TASK BRIEF
Put the entries below into a two-column CSV with the header instruction,svg_paths and one row for each entry. Place the entry's text and its answer each in a single quoted field, turn line breaks into spaces, and leave the pictures out.

RECORD EXCERPTS
# # #

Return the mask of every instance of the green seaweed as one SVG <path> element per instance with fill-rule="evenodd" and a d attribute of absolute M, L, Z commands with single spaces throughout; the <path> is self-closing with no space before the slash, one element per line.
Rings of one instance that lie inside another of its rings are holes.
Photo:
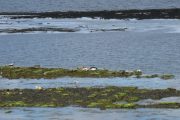
<path fill-rule="evenodd" d="M 81 69 L 63 69 L 63 68 L 41 68 L 41 67 L 16 67 L 16 66 L 0 66 L 0 76 L 8 79 L 54 79 L 59 77 L 95 77 L 95 78 L 104 78 L 104 77 L 132 77 L 136 76 L 138 78 L 155 78 L 160 77 L 161 79 L 172 79 L 174 78 L 171 74 L 164 75 L 146 75 L 143 76 L 143 73 L 140 70 L 134 71 L 110 71 L 105 69 L 98 70 L 81 70 Z"/>

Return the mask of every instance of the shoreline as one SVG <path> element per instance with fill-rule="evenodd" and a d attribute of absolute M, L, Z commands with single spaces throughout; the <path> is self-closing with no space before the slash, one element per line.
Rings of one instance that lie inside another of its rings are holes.
<path fill-rule="evenodd" d="M 54 11 L 54 12 L 1 12 L 11 19 L 22 18 L 102 18 L 102 19 L 180 19 L 180 8 L 130 9 L 112 11 Z"/>
<path fill-rule="evenodd" d="M 180 108 L 177 102 L 140 105 L 143 99 L 159 100 L 180 96 L 180 91 L 168 89 L 138 89 L 137 87 L 49 88 L 0 90 L 0 107 L 67 107 L 100 109 Z"/>
<path fill-rule="evenodd" d="M 79 77 L 79 78 L 111 78 L 111 77 L 136 77 L 136 78 L 160 78 L 164 80 L 173 79 L 175 76 L 172 74 L 143 74 L 141 70 L 119 70 L 111 71 L 107 69 L 93 68 L 41 68 L 40 66 L 34 67 L 16 67 L 16 66 L 0 66 L 0 76 L 8 79 L 55 79 L 61 77 Z"/>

# # #

COMPLETE ANSWER
instruction,svg_paths
"Return the mask of every instance of the green seaweed as one SVG <path> element per instance with fill-rule=""evenodd"" and a d attribute of absolute M, L, Z commands with single spaces throughout; the <path> is self-closing with no space before the slash, one element per line. Rings of one instance that lie inside another of its rings are holes. Photo:","<path fill-rule=""evenodd"" d=""M 81 69 L 63 69 L 63 68 L 41 68 L 41 67 L 16 67 L 16 66 L 0 66 L 0 76 L 8 79 L 54 79 L 59 77 L 95 77 L 95 78 L 104 78 L 104 77 L 132 77 L 136 76 L 138 78 L 155 78 L 160 77 L 161 79 L 172 79 L 174 78 L 171 74 L 164 75 L 146 75 L 143 76 L 143 73 L 140 70 L 134 71 L 110 71 L 105 69 L 98 70 L 81 70 Z""/>"
"Return the mask of every instance of the shoreline as one SVG <path> element per instance with fill-rule=""evenodd"" and a d attribute of absolute M, L, Z commands with single spaces throughout; the <path> is self-closing with no space before the slash, one element per line. Rings of one instance that lie inside another of its rings are holes.","<path fill-rule=""evenodd"" d=""M 54 11 L 54 12 L 1 12 L 11 19 L 22 18 L 102 18 L 102 19 L 180 19 L 180 8 L 130 9 L 112 11 Z""/> <path fill-rule=""evenodd"" d=""M 180 108 L 177 102 L 140 105 L 143 99 L 159 100 L 180 96 L 180 91 L 168 89 L 138 89 L 137 87 L 49 88 L 0 90 L 0 107 L 67 107 L 100 109 Z""/> <path fill-rule=""evenodd"" d=""M 79 77 L 79 78 L 111 78 L 111 77 L 136 77 L 136 78 L 160 78 L 164 80 L 173 79 L 175 76 L 172 74 L 143 74 L 141 70 L 119 70 L 111 71 L 107 69 L 93 68 L 41 68 L 40 66 L 34 67 L 16 67 L 16 66 L 0 66 L 0 76 L 8 79 L 55 79 L 61 77 Z""/>"